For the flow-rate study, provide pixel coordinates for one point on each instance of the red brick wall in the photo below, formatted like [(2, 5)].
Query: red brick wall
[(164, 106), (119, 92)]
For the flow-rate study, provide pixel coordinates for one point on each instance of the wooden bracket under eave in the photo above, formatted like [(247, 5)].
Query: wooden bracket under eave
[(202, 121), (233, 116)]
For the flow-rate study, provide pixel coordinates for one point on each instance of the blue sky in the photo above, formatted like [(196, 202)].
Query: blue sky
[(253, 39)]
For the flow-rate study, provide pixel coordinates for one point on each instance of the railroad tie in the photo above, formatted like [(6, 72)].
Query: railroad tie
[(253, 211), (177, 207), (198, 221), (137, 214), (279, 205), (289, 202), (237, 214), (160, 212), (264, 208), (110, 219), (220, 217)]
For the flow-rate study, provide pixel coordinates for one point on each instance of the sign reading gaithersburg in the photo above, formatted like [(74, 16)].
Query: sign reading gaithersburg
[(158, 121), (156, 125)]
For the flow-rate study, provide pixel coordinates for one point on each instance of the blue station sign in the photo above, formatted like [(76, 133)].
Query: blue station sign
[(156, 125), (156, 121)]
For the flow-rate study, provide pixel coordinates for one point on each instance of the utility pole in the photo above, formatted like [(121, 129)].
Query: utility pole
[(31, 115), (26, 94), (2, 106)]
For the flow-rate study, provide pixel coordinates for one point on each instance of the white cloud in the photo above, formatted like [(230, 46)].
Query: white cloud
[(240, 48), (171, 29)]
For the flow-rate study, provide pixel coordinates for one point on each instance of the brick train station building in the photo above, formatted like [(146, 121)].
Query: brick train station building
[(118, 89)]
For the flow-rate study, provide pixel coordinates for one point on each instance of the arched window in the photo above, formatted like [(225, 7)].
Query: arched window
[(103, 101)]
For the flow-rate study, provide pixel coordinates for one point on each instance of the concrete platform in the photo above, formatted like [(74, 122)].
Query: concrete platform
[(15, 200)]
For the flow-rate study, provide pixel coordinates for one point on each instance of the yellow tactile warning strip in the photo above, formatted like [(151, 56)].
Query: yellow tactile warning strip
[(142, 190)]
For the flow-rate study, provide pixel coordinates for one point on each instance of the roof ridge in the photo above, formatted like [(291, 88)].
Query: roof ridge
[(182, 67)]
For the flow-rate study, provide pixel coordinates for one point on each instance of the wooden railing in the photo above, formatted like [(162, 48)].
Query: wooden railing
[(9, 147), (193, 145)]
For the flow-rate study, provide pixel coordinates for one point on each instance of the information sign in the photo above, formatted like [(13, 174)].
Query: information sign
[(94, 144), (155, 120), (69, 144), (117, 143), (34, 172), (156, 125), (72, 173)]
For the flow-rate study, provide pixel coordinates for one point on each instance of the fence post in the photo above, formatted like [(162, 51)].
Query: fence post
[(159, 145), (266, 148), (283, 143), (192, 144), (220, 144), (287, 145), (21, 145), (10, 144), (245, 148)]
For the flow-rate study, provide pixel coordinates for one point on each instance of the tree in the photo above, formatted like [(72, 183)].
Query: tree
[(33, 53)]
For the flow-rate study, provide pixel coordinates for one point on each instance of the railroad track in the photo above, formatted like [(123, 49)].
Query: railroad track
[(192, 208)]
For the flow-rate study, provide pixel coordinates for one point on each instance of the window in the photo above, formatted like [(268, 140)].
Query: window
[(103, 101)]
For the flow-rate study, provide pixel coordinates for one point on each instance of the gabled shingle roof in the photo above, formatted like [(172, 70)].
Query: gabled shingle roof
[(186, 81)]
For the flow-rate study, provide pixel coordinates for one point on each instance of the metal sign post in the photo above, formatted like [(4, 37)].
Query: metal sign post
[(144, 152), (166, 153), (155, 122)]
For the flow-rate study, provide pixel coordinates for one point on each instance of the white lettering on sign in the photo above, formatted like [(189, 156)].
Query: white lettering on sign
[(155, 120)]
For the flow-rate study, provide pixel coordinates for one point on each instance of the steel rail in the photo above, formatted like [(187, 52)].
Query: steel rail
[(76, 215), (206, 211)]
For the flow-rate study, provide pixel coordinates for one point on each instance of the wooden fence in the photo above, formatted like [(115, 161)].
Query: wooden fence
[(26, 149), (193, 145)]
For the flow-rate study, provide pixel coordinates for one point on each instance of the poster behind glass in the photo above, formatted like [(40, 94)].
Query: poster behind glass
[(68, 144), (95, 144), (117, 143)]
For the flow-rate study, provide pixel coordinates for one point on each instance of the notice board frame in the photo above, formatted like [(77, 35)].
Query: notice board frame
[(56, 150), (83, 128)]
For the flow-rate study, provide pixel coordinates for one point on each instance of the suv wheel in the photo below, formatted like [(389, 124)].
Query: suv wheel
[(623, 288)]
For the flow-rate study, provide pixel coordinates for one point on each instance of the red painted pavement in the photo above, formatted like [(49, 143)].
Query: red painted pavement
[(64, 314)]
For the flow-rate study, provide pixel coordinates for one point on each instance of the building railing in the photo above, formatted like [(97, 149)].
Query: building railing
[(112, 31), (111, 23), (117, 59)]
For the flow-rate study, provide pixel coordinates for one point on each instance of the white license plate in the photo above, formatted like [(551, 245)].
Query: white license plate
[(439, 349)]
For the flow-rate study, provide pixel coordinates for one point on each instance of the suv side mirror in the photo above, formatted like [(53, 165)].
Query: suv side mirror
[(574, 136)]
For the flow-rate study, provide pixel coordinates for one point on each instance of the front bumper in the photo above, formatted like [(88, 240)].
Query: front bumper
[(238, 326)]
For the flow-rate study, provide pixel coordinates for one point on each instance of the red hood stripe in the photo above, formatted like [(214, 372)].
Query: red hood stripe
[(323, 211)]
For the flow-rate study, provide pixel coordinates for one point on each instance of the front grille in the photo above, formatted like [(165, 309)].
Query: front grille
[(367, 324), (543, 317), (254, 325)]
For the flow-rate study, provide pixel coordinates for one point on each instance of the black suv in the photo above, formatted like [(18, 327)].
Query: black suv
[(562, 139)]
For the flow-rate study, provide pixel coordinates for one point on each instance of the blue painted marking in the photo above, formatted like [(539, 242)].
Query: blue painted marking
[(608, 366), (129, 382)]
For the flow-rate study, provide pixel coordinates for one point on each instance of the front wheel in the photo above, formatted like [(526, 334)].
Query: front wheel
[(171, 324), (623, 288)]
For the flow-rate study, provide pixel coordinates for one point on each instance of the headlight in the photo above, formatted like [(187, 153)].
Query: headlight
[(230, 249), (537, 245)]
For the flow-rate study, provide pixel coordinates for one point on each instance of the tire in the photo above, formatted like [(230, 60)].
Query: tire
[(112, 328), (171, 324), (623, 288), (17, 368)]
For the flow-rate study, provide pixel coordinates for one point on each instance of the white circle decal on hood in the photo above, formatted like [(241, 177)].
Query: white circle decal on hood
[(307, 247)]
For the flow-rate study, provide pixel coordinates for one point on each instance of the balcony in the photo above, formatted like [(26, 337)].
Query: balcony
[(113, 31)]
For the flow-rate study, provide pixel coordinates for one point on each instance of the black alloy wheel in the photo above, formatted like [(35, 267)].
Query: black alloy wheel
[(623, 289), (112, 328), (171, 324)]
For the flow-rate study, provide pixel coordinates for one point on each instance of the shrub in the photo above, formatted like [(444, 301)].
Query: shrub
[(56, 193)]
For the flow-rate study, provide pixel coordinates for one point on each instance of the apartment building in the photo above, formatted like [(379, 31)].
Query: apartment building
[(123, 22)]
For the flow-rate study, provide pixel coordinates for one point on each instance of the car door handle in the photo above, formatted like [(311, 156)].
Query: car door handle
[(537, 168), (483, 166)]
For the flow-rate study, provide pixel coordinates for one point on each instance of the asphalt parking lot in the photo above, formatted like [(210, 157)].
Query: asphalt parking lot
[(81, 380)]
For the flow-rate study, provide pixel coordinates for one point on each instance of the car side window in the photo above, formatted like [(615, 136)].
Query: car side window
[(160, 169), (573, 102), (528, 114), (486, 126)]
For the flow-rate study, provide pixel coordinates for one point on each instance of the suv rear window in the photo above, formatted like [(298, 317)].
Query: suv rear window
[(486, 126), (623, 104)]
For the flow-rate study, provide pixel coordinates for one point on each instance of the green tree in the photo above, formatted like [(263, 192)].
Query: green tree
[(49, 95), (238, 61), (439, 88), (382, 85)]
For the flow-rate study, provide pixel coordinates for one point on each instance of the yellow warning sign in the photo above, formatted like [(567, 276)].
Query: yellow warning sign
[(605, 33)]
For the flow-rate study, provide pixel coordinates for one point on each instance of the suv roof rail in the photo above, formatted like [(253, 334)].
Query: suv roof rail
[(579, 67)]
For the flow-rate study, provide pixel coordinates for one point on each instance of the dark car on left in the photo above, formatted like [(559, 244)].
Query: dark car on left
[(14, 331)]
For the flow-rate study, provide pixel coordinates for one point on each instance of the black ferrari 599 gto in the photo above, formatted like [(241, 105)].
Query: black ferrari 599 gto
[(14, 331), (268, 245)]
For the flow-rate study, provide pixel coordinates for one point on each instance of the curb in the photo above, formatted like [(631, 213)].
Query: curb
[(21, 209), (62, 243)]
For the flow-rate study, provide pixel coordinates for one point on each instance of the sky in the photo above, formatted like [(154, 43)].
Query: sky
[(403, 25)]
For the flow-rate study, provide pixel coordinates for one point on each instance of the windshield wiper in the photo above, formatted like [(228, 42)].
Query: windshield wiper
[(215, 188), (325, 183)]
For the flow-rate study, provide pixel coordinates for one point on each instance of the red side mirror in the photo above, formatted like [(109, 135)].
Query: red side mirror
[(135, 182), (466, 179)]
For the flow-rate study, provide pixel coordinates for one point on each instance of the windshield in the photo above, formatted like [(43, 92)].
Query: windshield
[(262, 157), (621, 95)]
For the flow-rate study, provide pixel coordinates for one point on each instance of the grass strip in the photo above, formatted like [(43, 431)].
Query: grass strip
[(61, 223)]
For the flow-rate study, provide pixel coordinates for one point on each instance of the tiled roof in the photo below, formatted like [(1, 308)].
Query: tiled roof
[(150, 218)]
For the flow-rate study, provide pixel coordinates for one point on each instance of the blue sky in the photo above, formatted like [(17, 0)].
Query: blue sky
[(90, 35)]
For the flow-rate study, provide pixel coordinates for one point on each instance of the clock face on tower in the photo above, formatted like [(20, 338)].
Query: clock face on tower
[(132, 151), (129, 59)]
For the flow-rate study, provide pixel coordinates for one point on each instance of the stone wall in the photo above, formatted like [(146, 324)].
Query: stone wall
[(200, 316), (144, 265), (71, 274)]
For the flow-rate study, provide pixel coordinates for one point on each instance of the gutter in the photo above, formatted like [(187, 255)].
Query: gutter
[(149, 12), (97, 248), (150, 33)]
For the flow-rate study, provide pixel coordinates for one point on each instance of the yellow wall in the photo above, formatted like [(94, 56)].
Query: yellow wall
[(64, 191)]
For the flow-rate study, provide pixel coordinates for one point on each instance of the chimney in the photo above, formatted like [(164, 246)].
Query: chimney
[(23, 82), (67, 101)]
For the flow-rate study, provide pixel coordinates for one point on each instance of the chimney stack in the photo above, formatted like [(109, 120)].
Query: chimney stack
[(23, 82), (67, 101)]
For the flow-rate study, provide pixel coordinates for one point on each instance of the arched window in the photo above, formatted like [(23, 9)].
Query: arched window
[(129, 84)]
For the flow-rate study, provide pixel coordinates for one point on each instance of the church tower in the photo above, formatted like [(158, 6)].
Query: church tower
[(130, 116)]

#####

Could you rewrite everything from the start of the entries down to the line containing "[(253, 39)]", both ends included, as a Markdown table with a Row column numbering each line and a Line column holding its text, leaving out blank lines?

#### Output
| Row | Line |
|---|---|
| 1 | For the flow-rate study, provide pixel coordinates for one point on each instance of the red brick wall in the photo below, formatted like [(2, 5)]. |
| 2 | Query: red brick wall |
| 3 | [(164, 106), (119, 92)] |
| 4 | For the flow-rate study, provide pixel coordinates for one point on each instance of the wooden bracket under eave in the photo above, formatted like [(247, 5)]. |
| 5 | Query: wooden bracket under eave |
| 6 | [(202, 121), (233, 116)] |
| 7 | For the flow-rate study, provide pixel coordinates for one point on each instance of the blue sky in the photo above, formatted like [(196, 202)]. |
| 8 | Query: blue sky |
| 9 | [(253, 39)] |